▶ _Entries from a point-annotation set_
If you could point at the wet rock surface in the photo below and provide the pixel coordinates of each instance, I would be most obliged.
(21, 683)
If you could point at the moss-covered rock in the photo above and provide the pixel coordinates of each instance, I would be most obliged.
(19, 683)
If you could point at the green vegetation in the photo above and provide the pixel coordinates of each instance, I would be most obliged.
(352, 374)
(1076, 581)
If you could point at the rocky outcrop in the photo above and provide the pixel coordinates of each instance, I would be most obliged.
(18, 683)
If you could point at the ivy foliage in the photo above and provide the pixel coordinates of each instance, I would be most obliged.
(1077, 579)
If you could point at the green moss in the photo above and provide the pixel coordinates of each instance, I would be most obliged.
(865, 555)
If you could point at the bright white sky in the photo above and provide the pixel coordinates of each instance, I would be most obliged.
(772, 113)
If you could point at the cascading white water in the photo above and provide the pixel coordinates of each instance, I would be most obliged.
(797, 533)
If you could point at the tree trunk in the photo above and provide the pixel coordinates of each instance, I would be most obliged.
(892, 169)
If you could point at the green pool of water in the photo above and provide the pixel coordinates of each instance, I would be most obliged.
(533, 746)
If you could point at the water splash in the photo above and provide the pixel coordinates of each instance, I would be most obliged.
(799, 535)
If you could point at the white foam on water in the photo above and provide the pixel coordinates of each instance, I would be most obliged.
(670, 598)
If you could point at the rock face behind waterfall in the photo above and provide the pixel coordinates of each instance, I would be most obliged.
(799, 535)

...

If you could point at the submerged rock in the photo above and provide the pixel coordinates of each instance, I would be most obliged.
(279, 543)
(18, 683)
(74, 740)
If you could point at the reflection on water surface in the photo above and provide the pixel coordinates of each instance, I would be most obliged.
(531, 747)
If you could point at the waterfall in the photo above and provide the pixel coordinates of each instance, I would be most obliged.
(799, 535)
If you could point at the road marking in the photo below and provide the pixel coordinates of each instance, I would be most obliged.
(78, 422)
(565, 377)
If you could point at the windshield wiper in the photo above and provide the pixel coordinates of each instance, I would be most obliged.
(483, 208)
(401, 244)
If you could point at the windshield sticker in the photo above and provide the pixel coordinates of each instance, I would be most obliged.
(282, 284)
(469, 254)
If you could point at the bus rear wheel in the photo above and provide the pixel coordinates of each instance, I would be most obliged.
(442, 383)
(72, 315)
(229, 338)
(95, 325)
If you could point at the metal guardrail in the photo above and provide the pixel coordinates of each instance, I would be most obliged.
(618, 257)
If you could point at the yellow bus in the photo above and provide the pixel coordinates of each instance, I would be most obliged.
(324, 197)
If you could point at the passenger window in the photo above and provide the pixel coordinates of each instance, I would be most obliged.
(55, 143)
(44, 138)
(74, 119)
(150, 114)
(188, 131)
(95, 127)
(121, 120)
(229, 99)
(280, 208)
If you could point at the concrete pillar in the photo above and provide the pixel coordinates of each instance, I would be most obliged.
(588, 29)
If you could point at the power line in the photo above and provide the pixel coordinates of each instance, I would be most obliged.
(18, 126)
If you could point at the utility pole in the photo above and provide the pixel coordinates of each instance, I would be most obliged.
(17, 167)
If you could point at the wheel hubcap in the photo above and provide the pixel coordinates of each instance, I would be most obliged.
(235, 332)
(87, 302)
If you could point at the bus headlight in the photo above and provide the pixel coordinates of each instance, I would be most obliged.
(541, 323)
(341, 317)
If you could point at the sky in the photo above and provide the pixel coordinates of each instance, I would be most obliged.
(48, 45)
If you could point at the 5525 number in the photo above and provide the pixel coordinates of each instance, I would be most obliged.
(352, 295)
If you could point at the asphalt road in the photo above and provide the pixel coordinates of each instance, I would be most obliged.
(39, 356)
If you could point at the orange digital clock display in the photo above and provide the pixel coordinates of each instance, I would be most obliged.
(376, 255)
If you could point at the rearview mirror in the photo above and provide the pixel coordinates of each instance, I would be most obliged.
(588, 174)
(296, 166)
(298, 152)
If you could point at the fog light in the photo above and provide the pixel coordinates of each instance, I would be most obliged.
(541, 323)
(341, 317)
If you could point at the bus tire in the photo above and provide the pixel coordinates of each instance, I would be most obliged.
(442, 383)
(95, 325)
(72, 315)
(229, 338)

...

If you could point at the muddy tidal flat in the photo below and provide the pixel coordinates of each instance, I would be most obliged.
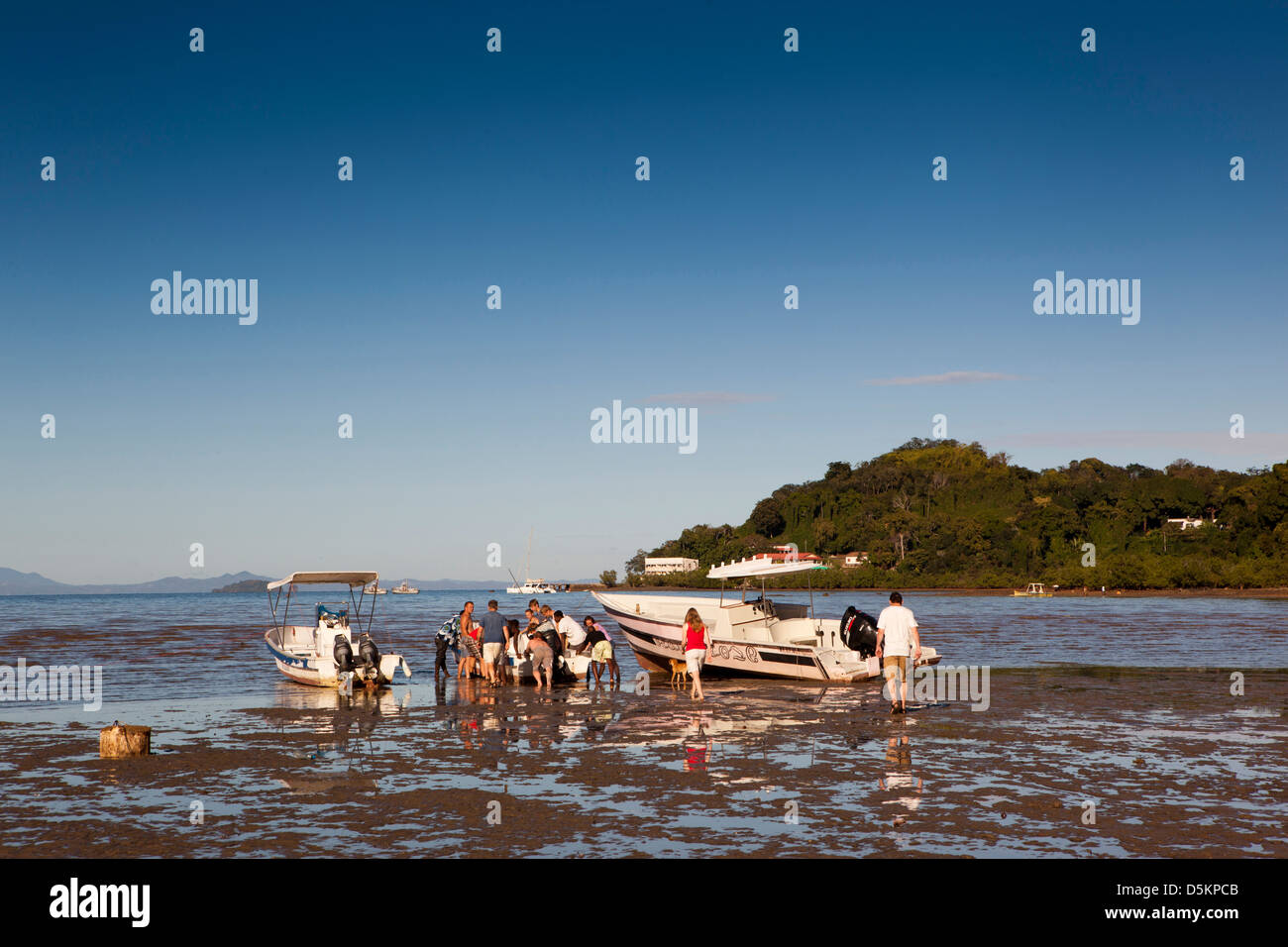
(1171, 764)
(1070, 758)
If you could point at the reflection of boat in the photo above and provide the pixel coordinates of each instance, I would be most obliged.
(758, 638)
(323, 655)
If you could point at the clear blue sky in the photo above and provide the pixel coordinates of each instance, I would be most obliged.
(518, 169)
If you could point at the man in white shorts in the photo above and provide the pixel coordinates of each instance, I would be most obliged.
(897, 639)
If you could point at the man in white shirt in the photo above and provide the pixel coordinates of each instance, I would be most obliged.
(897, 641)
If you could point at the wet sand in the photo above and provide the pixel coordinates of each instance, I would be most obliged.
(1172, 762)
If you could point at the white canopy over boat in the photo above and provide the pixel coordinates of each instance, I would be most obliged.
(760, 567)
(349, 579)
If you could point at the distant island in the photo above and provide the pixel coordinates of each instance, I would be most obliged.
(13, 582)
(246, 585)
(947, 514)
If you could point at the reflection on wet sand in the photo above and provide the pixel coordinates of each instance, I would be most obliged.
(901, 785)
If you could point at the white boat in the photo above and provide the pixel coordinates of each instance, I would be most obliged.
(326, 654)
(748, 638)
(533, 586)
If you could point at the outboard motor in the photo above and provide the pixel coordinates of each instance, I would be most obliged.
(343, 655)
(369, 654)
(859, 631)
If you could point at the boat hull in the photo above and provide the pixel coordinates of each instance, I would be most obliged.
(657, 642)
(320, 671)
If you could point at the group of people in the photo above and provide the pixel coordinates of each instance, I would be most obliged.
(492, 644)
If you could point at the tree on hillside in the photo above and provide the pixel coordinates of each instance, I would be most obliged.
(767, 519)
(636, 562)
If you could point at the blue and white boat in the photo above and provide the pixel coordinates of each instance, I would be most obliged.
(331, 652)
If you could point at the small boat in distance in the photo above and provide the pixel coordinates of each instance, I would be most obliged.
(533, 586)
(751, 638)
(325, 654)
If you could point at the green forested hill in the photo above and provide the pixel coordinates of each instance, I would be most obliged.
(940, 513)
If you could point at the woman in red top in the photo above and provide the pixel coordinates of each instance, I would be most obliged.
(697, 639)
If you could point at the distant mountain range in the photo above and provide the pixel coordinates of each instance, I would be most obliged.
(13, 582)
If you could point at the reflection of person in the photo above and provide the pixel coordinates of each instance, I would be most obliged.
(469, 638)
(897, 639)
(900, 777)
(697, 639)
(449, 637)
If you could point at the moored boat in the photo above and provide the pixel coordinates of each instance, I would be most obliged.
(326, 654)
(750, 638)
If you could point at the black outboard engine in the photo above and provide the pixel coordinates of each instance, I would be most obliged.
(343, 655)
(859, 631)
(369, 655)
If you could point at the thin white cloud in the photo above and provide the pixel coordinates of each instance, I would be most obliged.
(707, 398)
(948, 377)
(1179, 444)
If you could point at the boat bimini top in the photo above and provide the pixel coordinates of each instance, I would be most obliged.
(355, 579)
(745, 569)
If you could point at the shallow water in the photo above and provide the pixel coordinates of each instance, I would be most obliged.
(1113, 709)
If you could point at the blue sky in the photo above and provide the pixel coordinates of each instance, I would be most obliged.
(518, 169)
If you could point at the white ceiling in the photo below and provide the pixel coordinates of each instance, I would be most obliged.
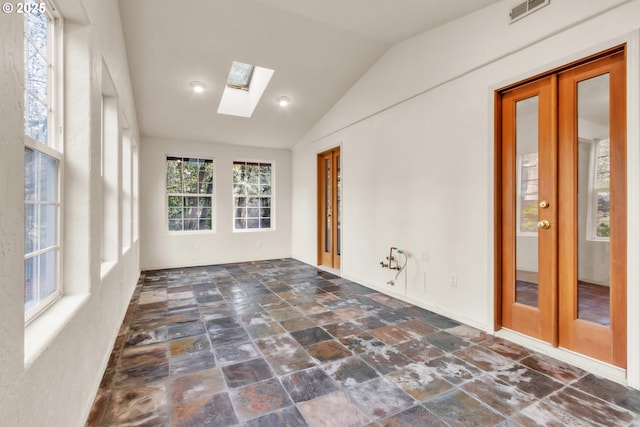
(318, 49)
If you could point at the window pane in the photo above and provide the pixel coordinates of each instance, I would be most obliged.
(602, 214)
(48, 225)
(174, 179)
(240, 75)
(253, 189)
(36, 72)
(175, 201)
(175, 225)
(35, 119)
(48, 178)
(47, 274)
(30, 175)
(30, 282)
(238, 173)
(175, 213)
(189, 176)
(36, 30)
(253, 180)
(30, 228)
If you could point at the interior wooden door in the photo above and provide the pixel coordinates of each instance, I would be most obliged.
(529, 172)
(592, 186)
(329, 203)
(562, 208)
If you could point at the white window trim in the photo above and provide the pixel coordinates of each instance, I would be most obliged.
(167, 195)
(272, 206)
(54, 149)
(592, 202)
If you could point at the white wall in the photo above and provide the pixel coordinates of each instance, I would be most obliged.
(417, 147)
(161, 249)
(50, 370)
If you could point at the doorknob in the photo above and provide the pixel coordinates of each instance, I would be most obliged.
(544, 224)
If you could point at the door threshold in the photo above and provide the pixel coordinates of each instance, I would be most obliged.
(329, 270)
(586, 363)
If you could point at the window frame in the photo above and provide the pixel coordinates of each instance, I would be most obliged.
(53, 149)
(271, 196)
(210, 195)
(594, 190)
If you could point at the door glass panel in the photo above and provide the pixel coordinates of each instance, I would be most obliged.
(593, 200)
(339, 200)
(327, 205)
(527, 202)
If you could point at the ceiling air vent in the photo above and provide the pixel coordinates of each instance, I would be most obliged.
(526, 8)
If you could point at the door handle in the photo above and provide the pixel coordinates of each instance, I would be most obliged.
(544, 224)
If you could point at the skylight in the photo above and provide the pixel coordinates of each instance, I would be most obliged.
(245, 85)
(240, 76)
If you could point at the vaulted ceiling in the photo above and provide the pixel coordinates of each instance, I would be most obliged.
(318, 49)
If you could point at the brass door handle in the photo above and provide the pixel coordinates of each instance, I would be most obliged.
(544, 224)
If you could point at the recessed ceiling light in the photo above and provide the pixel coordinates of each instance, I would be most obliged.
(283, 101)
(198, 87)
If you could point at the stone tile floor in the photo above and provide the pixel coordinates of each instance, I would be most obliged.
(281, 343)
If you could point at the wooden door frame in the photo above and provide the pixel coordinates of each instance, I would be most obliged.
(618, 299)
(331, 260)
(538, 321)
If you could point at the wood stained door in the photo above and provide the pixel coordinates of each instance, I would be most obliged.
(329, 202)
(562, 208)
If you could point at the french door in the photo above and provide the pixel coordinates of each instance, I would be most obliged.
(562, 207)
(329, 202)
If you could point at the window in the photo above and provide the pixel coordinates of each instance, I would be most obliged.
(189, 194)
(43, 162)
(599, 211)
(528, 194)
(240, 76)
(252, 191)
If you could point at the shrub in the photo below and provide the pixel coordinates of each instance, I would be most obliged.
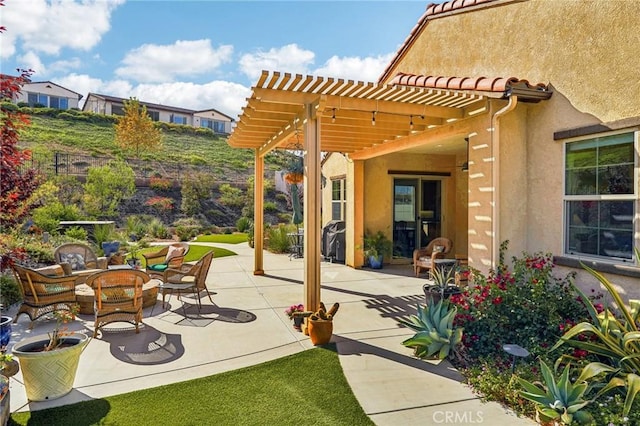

▶ _Aim_
Count the lines in the entries above that contain the string "surface", treating case as significant, and give only the number.

▶ _Exercise result_
2